DIRECTIONS
From the entries below, copy every line that holds the word "with".

PROVIDED MATERIAL
-------
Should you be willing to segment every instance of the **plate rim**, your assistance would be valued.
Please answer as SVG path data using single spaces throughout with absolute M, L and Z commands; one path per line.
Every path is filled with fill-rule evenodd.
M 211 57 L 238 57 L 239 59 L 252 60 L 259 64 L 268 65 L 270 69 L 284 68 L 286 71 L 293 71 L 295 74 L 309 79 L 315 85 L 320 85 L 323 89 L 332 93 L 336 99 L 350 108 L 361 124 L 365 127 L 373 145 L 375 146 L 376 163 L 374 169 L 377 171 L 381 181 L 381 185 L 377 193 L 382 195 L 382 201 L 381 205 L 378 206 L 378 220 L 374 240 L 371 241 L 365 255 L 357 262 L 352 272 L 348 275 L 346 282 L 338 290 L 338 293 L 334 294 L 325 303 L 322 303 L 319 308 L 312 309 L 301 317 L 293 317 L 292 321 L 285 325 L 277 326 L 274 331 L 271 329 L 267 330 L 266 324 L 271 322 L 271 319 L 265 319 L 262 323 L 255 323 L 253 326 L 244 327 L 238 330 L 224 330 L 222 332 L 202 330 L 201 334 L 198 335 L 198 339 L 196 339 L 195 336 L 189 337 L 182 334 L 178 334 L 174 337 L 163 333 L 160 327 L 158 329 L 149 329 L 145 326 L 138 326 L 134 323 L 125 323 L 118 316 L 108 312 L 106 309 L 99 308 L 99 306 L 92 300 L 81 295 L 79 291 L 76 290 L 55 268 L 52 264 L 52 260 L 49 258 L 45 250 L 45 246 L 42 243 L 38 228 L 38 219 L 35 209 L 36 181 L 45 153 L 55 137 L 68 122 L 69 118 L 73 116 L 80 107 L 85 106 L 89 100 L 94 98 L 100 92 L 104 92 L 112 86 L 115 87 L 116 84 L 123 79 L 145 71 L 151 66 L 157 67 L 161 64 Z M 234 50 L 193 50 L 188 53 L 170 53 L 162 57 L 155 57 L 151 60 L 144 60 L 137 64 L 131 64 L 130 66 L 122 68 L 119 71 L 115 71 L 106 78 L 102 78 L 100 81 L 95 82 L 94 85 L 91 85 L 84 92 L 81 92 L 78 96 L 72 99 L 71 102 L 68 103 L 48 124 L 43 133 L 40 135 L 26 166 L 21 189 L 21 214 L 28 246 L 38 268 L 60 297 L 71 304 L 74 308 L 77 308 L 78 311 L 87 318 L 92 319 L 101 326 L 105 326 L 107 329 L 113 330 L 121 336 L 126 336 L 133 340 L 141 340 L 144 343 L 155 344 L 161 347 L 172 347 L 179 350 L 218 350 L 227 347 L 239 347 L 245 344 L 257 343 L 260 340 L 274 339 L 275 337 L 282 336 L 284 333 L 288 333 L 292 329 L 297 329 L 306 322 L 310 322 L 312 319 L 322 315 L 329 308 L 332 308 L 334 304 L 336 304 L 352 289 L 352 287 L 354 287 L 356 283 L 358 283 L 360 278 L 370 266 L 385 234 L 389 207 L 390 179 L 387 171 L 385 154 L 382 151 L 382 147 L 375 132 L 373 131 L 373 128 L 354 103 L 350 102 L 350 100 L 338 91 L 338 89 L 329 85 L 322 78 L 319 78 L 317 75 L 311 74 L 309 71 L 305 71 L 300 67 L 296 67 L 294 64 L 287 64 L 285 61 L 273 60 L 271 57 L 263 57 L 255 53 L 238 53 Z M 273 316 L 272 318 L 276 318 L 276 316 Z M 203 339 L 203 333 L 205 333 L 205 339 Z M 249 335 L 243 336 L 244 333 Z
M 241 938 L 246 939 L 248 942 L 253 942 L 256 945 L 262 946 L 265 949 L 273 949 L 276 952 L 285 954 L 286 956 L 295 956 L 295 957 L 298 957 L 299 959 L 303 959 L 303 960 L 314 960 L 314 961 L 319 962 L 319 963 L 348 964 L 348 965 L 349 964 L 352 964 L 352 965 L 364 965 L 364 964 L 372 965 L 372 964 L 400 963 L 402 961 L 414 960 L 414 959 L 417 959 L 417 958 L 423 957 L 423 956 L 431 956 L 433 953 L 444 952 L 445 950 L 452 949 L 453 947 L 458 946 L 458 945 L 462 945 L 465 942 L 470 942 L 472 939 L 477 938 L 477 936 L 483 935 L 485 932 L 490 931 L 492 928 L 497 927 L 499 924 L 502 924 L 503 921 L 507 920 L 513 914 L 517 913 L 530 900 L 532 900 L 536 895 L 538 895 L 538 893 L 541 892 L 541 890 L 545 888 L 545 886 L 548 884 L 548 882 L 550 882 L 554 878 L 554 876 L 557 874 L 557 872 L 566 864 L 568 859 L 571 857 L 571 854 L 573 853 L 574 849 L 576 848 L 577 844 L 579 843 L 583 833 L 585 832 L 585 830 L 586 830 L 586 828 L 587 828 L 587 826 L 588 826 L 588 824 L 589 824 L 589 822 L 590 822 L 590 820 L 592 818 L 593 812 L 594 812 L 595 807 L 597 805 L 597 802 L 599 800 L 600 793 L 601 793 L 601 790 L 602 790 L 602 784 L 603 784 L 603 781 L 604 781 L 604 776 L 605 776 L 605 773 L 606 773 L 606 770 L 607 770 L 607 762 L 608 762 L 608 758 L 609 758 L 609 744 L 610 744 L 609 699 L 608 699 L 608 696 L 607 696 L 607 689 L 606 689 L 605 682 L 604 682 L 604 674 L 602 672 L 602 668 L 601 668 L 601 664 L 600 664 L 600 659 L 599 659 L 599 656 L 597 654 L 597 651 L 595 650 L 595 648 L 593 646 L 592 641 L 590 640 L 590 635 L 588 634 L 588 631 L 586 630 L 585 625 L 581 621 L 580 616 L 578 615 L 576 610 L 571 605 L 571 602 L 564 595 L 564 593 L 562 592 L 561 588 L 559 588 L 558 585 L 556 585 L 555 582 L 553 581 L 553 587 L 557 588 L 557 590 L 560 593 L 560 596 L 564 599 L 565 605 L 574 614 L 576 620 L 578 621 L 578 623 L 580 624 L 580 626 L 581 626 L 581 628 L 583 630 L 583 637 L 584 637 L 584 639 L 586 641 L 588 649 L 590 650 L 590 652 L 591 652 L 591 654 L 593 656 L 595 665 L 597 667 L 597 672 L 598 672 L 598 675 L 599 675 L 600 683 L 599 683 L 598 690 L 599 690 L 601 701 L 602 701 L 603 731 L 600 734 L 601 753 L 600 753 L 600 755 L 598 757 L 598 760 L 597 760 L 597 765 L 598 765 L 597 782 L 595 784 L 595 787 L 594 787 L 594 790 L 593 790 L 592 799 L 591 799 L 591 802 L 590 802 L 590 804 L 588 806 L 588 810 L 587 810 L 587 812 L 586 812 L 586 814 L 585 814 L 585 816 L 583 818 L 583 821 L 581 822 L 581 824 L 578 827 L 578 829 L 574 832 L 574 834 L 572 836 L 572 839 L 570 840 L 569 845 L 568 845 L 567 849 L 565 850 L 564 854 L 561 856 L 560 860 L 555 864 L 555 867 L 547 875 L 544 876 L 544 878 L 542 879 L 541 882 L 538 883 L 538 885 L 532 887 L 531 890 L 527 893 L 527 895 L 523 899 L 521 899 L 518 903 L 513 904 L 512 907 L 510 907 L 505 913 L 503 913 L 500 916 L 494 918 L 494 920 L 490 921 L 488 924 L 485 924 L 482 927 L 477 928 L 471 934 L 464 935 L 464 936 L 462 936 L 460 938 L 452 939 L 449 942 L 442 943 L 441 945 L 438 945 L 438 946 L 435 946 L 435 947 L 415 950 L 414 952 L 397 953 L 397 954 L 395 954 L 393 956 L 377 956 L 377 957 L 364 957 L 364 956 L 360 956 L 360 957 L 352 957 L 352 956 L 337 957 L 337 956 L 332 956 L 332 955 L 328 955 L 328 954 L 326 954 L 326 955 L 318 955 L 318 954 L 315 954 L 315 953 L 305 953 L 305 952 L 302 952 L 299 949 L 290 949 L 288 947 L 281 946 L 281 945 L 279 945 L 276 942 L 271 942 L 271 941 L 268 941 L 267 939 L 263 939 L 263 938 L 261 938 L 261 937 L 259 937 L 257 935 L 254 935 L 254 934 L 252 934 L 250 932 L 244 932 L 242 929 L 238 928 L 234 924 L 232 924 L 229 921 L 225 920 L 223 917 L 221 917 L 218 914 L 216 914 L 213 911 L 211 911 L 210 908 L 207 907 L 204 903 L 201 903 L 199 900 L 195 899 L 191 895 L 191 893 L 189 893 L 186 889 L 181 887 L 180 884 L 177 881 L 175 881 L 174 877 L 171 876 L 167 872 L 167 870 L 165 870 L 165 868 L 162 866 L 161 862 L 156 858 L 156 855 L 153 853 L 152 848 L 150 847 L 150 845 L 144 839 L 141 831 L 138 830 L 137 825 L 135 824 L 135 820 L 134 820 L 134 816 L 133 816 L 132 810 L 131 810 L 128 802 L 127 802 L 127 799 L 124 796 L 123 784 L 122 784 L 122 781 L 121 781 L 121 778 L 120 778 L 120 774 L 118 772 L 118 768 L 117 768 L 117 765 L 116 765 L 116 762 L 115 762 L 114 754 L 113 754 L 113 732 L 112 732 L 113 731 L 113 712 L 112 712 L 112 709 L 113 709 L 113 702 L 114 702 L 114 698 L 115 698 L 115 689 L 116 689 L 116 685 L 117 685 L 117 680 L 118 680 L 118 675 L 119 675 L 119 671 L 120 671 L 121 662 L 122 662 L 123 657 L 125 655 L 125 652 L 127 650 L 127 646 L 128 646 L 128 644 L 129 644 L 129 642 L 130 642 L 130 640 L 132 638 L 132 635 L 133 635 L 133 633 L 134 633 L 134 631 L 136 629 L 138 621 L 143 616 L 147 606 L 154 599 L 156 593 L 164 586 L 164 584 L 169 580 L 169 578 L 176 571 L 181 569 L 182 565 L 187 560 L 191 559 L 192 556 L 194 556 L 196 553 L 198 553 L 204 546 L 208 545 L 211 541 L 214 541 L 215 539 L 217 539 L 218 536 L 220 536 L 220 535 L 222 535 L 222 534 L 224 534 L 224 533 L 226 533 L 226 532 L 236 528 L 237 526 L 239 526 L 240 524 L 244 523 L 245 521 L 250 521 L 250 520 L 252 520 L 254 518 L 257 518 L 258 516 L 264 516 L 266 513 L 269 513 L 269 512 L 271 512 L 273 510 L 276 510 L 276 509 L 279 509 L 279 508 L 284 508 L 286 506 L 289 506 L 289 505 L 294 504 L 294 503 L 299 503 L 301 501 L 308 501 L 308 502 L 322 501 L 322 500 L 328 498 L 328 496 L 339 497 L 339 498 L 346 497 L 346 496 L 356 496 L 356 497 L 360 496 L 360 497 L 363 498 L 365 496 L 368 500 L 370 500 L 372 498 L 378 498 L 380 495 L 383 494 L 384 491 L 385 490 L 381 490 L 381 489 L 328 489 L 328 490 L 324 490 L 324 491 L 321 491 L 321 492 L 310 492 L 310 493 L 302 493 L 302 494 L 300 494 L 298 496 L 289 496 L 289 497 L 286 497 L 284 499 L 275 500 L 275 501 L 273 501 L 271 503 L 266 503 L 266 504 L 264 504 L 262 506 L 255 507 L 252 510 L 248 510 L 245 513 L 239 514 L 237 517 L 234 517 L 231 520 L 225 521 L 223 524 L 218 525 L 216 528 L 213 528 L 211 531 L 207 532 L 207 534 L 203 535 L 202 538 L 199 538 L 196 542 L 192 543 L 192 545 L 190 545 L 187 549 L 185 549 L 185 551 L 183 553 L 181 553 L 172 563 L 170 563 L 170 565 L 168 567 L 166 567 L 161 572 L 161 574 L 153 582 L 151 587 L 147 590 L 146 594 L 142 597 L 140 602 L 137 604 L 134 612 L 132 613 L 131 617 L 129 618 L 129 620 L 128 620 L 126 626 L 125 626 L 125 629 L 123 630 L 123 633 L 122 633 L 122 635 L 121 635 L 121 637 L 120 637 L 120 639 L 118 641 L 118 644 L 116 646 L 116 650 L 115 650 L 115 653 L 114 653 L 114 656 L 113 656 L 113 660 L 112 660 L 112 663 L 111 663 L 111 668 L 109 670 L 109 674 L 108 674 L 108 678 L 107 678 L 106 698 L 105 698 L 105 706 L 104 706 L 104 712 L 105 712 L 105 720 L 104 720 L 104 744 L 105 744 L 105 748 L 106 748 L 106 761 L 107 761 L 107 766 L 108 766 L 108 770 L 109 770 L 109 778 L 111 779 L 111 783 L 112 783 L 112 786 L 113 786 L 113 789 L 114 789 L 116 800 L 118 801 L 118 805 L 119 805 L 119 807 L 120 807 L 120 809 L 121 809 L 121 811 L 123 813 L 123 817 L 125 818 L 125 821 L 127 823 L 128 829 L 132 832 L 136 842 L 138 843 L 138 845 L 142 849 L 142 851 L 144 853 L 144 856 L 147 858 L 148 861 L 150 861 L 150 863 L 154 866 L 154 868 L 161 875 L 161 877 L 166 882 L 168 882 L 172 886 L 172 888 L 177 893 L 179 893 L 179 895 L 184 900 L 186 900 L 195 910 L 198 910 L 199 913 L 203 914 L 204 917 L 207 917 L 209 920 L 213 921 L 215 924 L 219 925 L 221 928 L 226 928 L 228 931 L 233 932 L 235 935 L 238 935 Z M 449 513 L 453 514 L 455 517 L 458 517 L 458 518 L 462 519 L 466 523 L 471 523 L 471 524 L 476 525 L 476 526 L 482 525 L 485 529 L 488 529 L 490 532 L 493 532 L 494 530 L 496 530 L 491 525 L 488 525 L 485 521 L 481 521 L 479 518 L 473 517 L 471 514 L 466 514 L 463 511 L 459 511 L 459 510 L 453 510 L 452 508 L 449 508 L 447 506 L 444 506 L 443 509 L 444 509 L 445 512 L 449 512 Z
-------
ANSWER BOX
Please answer as SVG path data using single spaces throughout with absolute M, L and Z commands; one path per line.
Every path is filled with fill-rule evenodd.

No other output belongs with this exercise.